▶ **EXCERPTED PASSAGE**
------------

GEOMETRICAL OPTICS
EXERCISES- Q11 to Q20
11. A concave mirror of radius R is kept on a horizontal table (figure 18-E2). Water (refractive index = µ) is poured into it up to a height h. Where should an object be placed so that its image is formed on itself?
Figure for Q-11
ANSWER: When there is no water, an object placed at the center of curvature C will have its image at the same place. When water is put into the mirror up to a height of h, the new position of such point becomes O which we assume x above the water surface. Now the object placed at O gets its image at O itself though its apparent position will be C. (See the diagram below).
Diagram for Q-11
We know that,
Real depth / Apparent Depth = µ
→x/(R-h) = 1/µ (with respect to the mirror)
→x = (R-h)/µ above the water surface.
12. A point source S is placed midway between two converging mirrors having equal focal length f as shown in figure (18-E3). Find the values of d for which only one image is formed.

------------

▶ **COLLECTED MATERIAL**
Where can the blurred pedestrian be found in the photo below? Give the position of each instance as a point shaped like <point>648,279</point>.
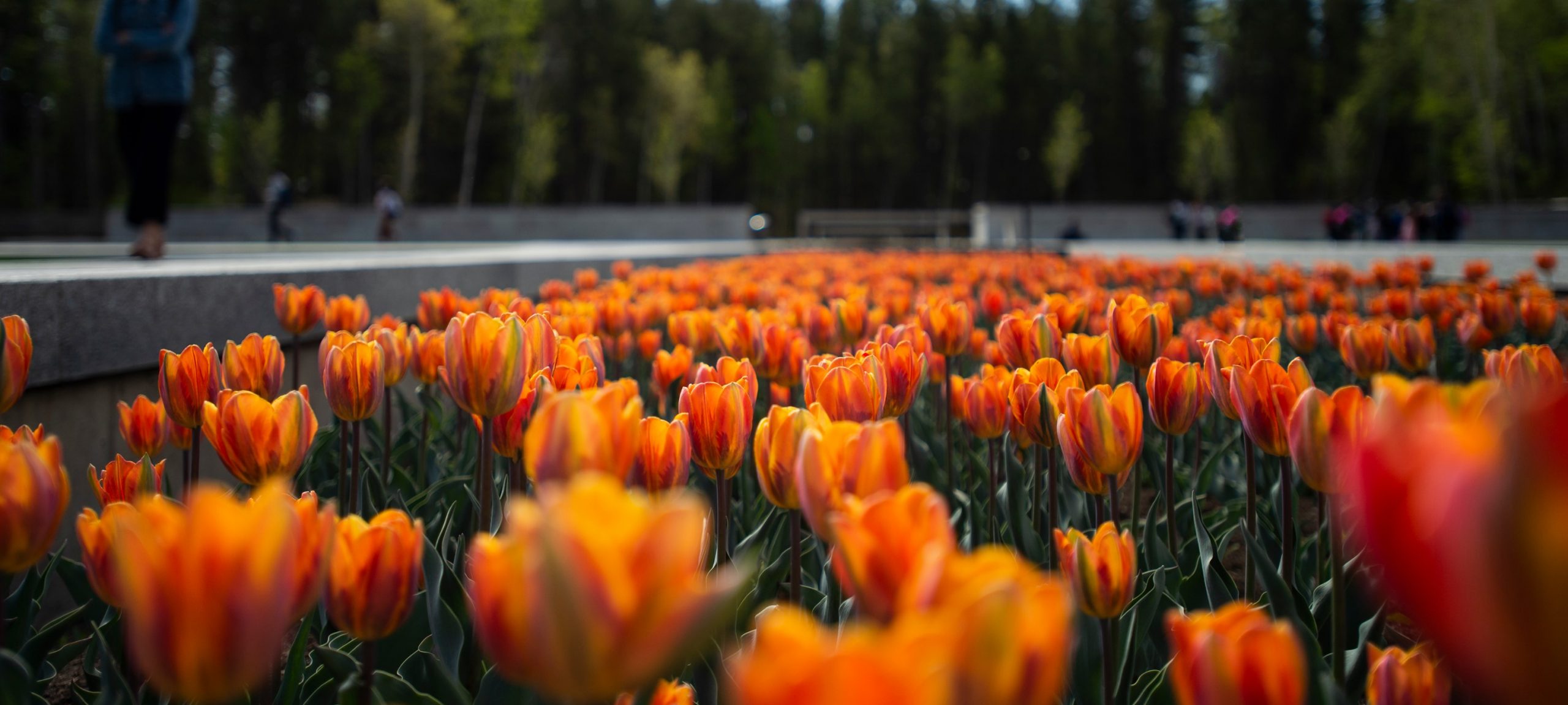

------------

▶ **TASKS FOR THIS EXERCISE**
A: In the geometrical optics exercises, how far above the water surface should the object be placed in question 11?
B: From the geometrical optics exercises, quote the passage between "12. A point" and "image is formed.", inclusive.
C: Extend the geometrical optics exercises from the point where they stop.

▶ **RESULTS**
A: At a height of (R-h)/µ above the water surface.

B:
12. A point source S is placed midway between two converging mirrors having equal focal length f as shown in figure (18-E3). Find the values of d for which only one image is formed.

C:
Figure for Q-12
ANSWER: The conditions for only one image are as follows:-
Case - 1
We know that the image of the object placed at 2f from the mirror is at the same place. Since both of the mirrors have equal f if an object is placed at 2f distance from each mirror and this place is midway between the mirrors, then only one image at that point will be formed. For this
2f + 2f = d
→d = 4f
Case - 2
If the object is at an equal distance of f from each mirror, the rays after reflection from one mirror will become parallel and these parallel rays after reflection from the other mirror will form the image at f distance from it. So only one image will be formed. In this case
Diagram for Q-12
f + f = d
→d =2f
13. A converging mirror M₁, a point source S, and a diverging mirror M₂ are arranged as shown in figure (18-E4). The source is placed at a distance of 30 cm from M₁. The focal length of each of the mirrors is 20 cm. Consider only the images formed by a maximum of two reflections. It is found that one image is formed on the source itself.
(a) Find the distance between the two mirrors.
(b) Find the location of the image formed by the single reflection from M₂.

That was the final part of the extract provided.